To do
Collect every line in the rows below that contains the word "welding", matching case exactly.

Source data
>> Start

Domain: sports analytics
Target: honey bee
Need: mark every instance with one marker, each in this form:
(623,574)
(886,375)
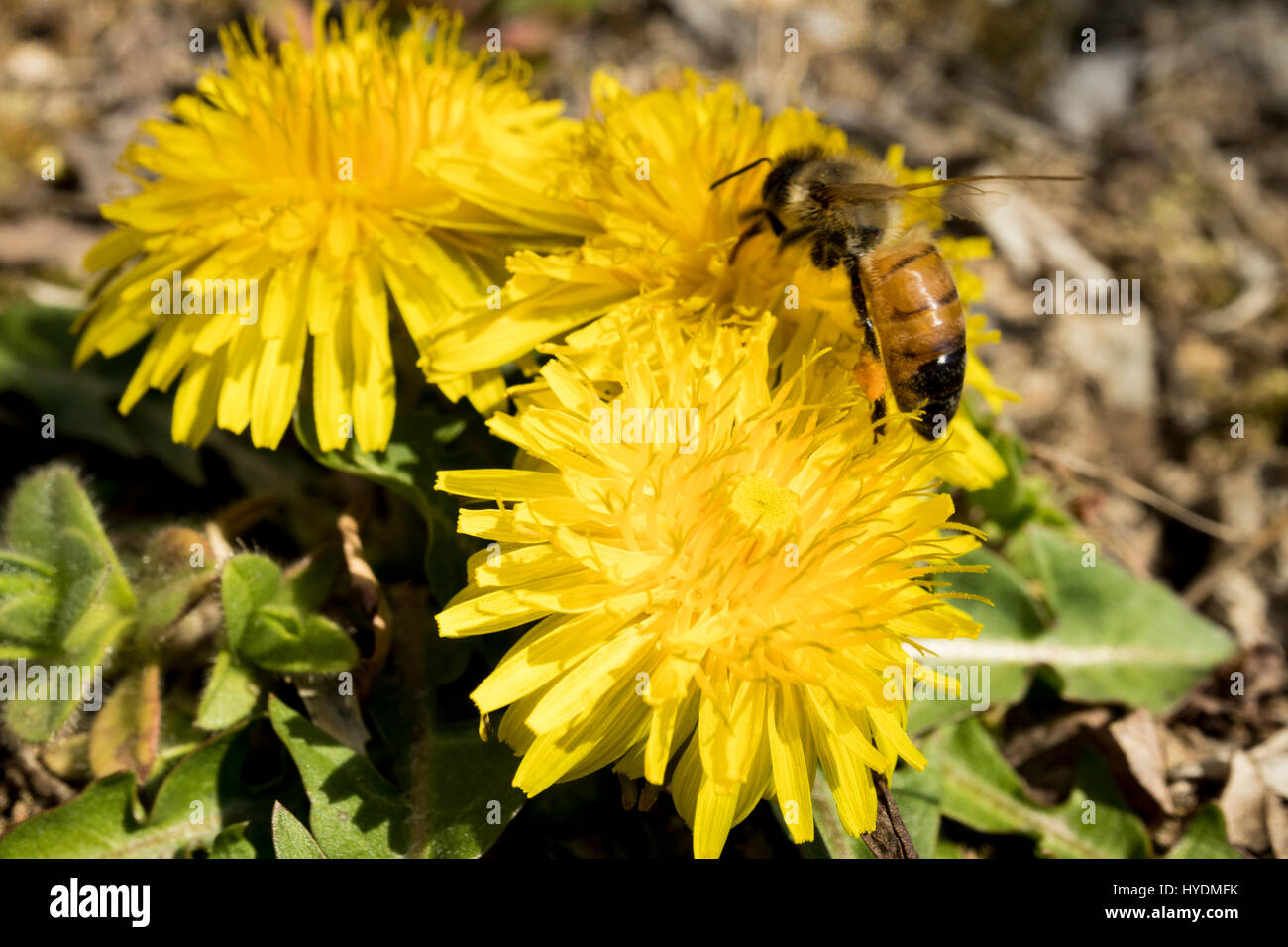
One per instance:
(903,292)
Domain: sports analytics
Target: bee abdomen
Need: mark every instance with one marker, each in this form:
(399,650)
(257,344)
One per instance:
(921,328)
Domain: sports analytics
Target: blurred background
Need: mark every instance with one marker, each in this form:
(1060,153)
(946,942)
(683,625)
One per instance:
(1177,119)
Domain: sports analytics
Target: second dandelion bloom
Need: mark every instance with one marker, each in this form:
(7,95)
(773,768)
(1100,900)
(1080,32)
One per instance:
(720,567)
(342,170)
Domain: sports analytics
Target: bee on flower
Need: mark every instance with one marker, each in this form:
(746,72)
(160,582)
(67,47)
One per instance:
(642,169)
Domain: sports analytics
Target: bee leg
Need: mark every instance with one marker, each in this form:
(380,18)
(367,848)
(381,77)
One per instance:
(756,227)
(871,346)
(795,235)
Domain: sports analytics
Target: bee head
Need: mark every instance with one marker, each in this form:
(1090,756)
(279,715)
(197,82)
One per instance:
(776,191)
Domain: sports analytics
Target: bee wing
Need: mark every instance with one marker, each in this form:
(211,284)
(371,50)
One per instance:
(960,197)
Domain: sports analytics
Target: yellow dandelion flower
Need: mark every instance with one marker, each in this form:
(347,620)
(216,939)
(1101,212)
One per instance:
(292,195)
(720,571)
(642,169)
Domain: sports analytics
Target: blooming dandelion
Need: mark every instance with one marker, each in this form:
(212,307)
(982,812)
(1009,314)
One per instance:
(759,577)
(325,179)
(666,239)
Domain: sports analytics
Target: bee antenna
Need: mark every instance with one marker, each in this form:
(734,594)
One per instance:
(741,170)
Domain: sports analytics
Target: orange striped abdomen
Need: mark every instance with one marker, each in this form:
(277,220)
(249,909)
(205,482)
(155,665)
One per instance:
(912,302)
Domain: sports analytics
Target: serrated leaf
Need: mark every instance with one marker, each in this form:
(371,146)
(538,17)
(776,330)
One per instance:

>> End
>> Start

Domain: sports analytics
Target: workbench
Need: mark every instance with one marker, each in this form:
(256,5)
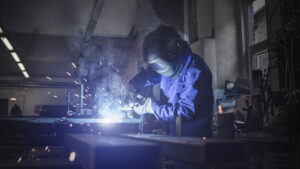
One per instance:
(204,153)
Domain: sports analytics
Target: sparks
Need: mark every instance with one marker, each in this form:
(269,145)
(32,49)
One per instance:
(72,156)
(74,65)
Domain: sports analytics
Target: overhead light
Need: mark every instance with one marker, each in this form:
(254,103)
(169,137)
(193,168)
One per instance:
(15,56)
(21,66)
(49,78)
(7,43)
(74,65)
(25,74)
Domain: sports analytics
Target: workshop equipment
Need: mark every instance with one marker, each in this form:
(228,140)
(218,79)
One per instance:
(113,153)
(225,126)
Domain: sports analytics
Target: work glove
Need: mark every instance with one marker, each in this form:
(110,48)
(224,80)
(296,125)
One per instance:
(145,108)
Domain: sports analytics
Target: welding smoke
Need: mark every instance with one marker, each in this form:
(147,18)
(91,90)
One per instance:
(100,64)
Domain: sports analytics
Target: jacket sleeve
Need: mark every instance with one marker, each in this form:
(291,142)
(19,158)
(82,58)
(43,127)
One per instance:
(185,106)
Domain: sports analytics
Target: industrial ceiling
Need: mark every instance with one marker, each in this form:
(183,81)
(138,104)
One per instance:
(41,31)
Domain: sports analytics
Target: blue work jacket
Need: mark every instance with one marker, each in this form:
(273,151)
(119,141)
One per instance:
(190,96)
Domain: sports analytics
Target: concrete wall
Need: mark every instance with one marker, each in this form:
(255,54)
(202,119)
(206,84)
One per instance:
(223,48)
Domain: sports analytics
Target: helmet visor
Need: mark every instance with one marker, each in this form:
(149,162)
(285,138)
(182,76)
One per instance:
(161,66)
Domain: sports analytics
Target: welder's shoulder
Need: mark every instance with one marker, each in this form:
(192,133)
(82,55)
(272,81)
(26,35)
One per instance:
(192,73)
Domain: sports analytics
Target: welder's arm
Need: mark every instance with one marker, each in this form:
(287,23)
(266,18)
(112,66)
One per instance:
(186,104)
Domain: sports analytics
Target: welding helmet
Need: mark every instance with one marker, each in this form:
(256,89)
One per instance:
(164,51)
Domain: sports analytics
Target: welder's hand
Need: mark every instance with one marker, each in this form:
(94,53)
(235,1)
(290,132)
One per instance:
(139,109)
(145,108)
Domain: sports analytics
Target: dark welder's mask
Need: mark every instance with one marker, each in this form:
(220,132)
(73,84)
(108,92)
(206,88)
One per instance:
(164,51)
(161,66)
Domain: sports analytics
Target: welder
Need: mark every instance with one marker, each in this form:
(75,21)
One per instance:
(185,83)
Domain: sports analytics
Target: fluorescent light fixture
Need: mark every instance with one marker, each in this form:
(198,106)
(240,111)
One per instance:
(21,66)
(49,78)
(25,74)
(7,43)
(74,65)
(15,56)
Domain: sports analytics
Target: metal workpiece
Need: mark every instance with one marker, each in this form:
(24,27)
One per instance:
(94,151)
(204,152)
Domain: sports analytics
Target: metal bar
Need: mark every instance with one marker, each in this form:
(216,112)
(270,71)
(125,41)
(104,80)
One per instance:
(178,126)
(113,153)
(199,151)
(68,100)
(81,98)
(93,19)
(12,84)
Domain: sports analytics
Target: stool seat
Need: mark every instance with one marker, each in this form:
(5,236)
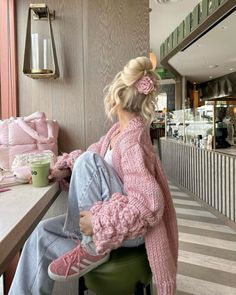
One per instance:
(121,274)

>> End

Full answer
Target: welding smoke
Target: welding helmet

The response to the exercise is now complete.